§ Records to process:
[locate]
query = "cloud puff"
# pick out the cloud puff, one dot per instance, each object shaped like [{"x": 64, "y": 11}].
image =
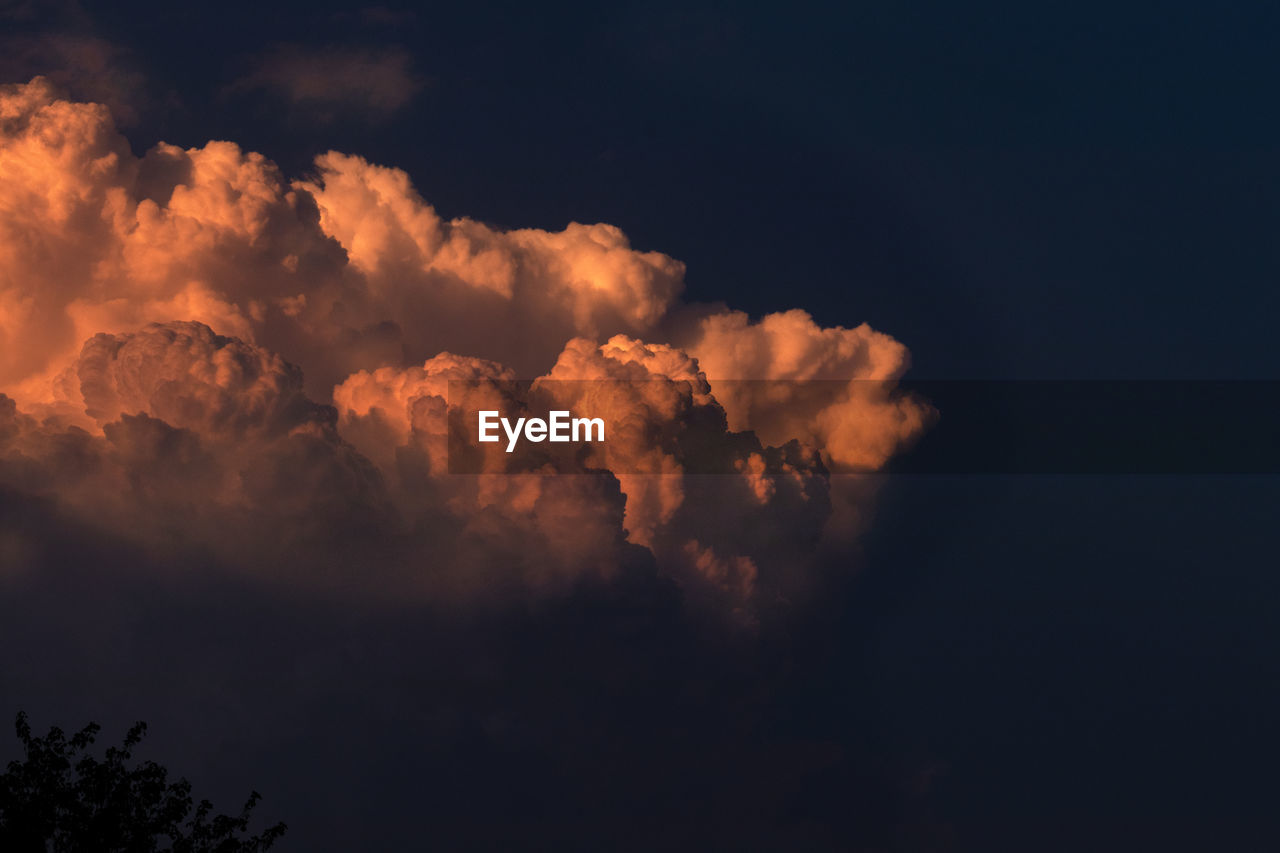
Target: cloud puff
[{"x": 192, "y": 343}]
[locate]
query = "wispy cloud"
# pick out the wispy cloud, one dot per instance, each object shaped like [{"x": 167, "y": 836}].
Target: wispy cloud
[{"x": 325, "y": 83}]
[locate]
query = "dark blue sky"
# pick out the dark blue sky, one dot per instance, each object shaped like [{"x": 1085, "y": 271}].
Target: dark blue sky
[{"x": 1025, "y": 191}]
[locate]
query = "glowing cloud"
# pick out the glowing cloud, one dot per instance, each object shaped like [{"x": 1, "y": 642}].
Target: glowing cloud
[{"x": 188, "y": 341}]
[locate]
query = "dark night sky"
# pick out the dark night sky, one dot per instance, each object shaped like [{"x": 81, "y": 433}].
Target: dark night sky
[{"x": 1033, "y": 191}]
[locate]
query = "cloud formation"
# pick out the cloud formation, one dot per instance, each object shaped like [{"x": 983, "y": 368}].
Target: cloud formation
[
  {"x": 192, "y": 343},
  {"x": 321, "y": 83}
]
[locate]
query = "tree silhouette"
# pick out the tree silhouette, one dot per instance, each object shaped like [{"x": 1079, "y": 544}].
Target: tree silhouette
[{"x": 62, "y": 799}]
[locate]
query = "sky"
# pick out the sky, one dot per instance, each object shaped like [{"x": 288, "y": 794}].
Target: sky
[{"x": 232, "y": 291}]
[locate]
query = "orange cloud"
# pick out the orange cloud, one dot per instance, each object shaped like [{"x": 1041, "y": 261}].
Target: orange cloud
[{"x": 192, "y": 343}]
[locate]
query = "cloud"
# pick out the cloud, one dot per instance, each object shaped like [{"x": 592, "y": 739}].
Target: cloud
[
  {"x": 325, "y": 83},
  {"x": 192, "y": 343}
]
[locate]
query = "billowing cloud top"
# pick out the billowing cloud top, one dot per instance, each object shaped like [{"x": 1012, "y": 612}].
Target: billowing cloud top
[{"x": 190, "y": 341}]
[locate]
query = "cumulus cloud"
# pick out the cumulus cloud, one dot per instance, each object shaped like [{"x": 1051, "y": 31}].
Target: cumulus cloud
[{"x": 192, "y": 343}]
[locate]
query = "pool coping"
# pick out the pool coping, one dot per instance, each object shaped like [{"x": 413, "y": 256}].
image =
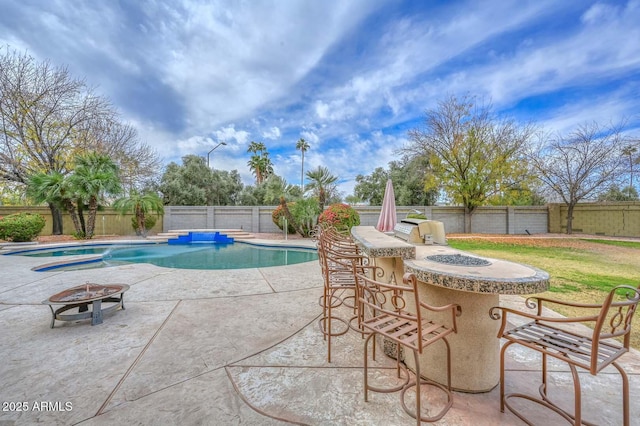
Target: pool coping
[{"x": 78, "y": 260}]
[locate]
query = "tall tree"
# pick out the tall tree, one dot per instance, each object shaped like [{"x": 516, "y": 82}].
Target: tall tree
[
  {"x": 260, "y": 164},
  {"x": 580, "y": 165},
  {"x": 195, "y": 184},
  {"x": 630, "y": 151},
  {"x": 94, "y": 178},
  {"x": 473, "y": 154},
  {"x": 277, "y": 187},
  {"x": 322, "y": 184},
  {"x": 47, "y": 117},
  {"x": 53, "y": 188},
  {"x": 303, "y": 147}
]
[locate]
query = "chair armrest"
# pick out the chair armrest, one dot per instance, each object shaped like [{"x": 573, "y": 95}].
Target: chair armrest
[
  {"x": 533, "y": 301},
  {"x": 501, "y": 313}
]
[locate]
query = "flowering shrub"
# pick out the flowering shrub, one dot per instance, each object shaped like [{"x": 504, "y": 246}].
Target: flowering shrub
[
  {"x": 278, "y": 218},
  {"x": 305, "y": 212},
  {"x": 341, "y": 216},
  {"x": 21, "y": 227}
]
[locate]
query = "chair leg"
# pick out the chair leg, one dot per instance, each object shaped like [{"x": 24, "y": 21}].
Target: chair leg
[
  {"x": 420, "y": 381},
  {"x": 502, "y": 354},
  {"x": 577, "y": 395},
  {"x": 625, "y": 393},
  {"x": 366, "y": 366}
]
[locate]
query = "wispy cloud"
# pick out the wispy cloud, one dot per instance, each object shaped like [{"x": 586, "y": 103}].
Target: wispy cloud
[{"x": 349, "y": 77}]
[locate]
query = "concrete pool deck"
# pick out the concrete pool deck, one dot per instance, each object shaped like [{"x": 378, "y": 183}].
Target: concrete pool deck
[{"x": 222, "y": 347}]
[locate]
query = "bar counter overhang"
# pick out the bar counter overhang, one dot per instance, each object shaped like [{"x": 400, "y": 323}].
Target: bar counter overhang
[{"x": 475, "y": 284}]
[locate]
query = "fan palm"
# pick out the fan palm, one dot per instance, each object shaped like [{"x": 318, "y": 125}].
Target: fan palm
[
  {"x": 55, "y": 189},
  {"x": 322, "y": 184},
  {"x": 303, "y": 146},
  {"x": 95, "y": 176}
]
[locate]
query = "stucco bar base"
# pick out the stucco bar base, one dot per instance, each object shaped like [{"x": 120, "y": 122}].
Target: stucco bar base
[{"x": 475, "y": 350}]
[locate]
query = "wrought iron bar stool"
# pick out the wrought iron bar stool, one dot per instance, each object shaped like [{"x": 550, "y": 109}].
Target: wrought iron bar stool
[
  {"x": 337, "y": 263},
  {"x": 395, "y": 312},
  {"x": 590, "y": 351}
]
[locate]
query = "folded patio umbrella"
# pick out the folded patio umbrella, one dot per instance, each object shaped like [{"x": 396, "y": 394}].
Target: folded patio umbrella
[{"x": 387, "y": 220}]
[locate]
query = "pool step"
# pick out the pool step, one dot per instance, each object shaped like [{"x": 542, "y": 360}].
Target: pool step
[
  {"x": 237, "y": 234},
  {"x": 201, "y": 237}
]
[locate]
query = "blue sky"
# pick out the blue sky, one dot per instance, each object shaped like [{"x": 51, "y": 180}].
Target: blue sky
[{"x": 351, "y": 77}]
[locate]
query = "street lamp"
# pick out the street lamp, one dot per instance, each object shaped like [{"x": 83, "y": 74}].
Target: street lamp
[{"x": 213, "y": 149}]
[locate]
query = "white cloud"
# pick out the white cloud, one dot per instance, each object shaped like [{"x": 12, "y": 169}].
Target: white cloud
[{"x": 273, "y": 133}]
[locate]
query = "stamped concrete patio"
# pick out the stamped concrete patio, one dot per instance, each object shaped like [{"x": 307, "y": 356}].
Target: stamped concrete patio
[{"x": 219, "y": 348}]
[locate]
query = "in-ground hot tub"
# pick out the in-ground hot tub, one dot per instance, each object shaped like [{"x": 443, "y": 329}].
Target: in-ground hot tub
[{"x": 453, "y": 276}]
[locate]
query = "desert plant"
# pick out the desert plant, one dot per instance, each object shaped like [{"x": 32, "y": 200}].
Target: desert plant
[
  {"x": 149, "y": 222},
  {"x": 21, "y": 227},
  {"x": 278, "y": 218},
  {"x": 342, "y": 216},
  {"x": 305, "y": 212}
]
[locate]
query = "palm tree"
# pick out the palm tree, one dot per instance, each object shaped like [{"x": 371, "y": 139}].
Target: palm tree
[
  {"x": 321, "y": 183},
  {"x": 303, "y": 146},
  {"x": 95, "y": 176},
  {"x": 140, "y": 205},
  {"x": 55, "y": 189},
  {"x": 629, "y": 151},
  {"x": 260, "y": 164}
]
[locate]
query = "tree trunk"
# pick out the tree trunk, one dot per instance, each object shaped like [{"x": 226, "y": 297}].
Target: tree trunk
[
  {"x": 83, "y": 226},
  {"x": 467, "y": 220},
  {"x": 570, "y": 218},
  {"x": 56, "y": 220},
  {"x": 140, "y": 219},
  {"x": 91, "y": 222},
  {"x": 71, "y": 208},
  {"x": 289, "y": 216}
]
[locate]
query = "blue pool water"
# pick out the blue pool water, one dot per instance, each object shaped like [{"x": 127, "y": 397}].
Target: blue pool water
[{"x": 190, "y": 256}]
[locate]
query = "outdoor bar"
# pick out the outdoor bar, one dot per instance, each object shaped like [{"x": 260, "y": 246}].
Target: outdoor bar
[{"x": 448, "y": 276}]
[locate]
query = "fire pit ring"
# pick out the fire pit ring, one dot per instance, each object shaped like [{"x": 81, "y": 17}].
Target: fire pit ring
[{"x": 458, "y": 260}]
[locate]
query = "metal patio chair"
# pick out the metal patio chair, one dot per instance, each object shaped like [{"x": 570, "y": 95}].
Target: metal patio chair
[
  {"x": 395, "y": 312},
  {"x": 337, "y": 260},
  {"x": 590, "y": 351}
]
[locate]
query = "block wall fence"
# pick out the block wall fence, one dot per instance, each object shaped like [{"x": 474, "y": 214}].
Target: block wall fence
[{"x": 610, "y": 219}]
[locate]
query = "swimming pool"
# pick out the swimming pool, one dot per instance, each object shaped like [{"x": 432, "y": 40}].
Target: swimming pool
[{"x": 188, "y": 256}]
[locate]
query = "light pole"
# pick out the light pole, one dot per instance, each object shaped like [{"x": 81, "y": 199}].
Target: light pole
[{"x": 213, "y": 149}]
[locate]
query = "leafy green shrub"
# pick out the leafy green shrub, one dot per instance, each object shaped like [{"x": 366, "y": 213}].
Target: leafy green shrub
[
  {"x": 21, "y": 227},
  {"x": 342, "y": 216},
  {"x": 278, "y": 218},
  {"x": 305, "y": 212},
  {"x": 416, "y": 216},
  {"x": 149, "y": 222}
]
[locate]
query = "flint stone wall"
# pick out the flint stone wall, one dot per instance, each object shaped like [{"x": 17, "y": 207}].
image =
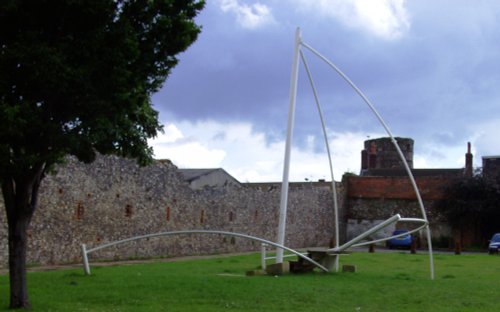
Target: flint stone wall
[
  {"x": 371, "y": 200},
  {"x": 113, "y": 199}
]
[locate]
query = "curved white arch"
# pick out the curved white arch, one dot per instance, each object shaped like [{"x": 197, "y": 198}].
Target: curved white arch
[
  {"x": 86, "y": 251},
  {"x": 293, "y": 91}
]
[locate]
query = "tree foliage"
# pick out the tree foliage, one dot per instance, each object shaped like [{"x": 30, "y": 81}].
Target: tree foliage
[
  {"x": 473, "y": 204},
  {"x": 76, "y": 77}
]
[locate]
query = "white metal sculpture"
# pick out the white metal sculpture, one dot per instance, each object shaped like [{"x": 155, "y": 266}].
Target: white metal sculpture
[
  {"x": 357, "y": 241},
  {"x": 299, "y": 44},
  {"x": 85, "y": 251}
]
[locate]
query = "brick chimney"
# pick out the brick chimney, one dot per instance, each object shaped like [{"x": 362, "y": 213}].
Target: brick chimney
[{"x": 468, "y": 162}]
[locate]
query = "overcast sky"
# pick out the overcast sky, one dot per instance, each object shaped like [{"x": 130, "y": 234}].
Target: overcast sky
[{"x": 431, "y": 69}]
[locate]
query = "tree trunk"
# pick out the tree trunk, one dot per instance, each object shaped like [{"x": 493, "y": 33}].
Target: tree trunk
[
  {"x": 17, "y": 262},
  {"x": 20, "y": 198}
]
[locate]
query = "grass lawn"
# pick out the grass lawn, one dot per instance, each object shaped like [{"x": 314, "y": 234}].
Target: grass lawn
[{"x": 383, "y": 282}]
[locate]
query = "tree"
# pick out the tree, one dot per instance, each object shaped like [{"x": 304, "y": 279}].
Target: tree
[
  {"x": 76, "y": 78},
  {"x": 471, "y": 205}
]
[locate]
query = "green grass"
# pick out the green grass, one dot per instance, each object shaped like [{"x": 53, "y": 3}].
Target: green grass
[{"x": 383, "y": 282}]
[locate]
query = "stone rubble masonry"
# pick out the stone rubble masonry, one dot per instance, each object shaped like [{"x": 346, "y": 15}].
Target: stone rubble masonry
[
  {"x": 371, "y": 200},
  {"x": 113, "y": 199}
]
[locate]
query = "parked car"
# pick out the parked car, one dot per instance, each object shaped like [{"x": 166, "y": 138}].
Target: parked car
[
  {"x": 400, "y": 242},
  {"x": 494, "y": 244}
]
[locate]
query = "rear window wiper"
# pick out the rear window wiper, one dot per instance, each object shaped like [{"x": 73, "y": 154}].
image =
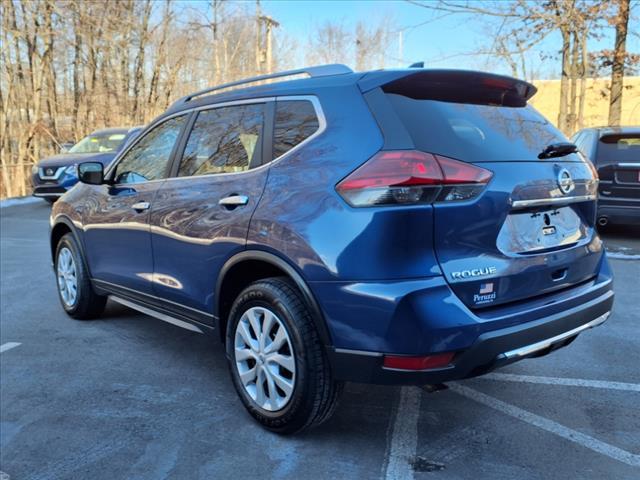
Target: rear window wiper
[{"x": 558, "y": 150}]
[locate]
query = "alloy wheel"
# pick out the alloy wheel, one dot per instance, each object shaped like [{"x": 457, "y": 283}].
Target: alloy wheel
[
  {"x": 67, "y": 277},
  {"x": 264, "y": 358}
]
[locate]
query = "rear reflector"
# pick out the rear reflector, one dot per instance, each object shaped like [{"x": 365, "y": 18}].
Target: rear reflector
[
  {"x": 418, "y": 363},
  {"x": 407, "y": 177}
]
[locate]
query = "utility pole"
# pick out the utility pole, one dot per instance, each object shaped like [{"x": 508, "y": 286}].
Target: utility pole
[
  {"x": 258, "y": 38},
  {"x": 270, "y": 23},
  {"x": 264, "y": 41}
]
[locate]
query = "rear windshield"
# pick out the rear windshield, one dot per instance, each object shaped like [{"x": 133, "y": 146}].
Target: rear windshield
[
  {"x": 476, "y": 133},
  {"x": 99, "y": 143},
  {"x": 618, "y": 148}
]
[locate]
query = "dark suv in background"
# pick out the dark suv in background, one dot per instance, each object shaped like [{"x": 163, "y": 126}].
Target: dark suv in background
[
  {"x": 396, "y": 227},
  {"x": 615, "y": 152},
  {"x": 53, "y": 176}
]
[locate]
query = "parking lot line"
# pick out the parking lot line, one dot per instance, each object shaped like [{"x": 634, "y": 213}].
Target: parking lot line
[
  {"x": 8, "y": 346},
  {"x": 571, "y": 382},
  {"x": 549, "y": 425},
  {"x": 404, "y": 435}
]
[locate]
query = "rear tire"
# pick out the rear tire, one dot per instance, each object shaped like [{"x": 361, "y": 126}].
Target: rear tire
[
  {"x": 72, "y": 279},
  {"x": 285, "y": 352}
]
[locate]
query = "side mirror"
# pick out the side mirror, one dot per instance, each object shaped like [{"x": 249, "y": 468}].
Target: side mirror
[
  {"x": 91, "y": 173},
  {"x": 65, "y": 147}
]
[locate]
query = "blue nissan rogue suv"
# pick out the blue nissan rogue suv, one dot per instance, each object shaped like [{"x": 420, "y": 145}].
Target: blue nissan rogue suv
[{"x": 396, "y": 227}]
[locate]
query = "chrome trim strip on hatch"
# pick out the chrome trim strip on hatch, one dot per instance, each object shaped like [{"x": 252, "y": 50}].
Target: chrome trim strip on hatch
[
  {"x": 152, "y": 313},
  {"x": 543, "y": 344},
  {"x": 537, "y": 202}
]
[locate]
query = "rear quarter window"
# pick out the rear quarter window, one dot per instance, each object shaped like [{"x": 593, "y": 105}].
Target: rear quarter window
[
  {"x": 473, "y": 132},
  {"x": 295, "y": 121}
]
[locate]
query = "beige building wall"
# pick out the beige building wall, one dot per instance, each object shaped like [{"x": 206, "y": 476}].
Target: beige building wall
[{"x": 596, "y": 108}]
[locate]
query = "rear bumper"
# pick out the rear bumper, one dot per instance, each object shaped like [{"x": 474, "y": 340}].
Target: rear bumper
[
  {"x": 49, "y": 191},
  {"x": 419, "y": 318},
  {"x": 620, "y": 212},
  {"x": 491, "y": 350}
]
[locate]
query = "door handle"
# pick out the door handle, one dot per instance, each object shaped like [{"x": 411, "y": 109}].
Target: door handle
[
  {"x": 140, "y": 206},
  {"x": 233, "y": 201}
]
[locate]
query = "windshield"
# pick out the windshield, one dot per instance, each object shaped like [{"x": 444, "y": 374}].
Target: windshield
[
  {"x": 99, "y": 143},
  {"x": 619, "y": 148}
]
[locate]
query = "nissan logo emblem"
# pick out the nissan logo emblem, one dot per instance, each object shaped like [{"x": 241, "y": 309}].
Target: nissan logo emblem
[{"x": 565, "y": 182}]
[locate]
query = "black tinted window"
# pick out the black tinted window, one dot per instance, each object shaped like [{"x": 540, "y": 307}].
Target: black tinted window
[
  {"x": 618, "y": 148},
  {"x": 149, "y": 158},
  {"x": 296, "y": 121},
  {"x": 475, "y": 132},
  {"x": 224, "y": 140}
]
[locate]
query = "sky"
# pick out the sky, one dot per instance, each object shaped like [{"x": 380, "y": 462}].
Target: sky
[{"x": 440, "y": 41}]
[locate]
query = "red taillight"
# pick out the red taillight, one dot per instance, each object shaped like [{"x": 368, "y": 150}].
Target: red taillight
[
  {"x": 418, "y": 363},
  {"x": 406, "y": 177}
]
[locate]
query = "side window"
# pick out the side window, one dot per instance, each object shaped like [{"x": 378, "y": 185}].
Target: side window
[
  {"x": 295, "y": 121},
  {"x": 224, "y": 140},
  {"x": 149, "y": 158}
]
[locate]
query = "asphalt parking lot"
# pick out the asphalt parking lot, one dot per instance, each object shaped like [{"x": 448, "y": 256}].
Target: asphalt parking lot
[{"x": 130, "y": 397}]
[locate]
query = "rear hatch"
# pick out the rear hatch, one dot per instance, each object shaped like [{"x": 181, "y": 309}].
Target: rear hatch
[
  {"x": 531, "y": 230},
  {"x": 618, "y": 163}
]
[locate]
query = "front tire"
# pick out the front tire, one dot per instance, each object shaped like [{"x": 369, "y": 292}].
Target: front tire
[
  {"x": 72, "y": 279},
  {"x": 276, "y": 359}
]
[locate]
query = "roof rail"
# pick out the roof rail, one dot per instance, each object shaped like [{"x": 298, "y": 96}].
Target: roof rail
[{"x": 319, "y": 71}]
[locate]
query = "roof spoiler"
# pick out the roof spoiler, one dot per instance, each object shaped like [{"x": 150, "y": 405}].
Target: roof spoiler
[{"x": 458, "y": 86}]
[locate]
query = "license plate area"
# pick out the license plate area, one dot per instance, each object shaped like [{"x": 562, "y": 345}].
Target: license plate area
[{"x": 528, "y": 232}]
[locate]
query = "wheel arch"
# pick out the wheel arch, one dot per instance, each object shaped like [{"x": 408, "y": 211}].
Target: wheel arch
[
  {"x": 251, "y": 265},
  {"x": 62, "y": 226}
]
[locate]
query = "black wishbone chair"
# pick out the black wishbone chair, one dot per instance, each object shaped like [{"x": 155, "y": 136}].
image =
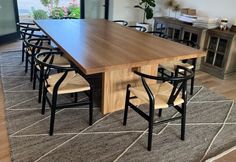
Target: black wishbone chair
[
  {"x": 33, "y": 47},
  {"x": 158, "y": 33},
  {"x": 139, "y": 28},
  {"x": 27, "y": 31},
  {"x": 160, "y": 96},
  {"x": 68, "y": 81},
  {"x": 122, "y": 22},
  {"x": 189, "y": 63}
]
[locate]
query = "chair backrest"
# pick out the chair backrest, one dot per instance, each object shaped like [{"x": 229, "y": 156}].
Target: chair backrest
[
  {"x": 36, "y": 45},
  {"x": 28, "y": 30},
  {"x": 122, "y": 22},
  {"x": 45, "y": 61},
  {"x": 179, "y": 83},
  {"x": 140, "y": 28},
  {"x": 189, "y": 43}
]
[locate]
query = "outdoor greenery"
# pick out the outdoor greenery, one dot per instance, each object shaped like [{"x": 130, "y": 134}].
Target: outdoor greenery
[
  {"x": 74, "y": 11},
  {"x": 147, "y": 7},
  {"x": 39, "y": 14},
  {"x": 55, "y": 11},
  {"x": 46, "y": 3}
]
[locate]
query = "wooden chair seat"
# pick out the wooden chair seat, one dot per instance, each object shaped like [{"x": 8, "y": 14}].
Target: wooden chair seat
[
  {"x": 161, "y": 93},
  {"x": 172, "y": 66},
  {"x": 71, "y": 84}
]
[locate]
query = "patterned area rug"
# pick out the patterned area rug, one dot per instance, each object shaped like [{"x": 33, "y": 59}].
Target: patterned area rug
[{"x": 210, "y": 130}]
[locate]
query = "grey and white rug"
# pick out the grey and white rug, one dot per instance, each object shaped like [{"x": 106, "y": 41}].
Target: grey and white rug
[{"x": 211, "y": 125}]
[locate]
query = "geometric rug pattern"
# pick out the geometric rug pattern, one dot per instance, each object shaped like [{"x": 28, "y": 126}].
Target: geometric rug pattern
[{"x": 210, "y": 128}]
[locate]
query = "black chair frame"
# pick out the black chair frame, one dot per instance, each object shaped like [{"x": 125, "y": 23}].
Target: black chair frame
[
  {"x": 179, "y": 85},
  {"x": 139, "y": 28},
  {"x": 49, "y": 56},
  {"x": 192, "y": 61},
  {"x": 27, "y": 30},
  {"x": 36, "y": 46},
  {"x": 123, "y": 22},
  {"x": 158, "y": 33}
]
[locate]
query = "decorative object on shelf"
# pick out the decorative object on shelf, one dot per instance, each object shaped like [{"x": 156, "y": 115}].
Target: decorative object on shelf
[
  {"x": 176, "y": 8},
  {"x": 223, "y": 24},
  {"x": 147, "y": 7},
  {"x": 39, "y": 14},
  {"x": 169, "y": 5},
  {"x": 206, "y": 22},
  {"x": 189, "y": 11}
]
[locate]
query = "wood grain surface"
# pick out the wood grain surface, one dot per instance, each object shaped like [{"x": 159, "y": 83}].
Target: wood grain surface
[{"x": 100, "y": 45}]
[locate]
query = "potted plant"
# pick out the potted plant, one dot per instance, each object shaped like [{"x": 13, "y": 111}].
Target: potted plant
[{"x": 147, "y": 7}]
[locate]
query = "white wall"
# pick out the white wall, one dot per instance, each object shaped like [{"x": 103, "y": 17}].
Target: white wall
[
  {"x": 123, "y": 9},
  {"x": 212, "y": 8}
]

§ Task instructions:
How many lines in the entries above contain the string "windshield", matching case exactly? Reply with the number alone.

§ In response:
6